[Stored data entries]
· · · · ·

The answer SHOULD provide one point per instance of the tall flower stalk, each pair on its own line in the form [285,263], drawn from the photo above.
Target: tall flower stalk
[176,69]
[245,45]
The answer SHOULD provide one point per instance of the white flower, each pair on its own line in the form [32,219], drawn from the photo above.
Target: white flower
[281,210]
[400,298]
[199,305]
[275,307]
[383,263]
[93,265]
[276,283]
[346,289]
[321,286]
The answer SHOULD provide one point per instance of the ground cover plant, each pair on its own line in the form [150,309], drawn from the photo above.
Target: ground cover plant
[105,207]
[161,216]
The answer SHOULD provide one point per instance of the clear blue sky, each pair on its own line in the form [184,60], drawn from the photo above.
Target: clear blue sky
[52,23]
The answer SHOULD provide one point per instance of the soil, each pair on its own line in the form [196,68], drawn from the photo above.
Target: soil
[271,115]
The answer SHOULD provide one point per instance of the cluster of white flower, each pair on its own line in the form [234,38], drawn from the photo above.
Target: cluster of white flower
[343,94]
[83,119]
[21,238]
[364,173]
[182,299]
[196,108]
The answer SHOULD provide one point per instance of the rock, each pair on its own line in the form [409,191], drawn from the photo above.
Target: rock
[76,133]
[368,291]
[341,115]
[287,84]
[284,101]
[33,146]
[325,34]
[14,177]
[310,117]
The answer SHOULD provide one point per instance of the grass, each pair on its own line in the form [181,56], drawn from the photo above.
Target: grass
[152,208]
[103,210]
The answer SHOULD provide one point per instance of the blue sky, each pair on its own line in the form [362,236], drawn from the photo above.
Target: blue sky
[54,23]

· · · · ·

• _ACTION ITEM_
Print the line with "Target: rock" and every line after it in the entries above, exactly as written. Leave out all other lines.

• _ANSWER TO THE EXERCISE_
Target: rock
[76,133]
[368,291]
[341,115]
[287,84]
[284,101]
[33,146]
[325,34]
[14,177]
[310,117]
The answer SHOULD provide one point per instance of the grass, each pair on its own line in the form [181,56], drawn from the photo above.
Target: grass
[152,208]
[103,210]
The answer SHOULD provide one point per instance of the blue sky, each pair on its own line in the form [362,236], drawn from the photo above.
Target: blue sky
[54,23]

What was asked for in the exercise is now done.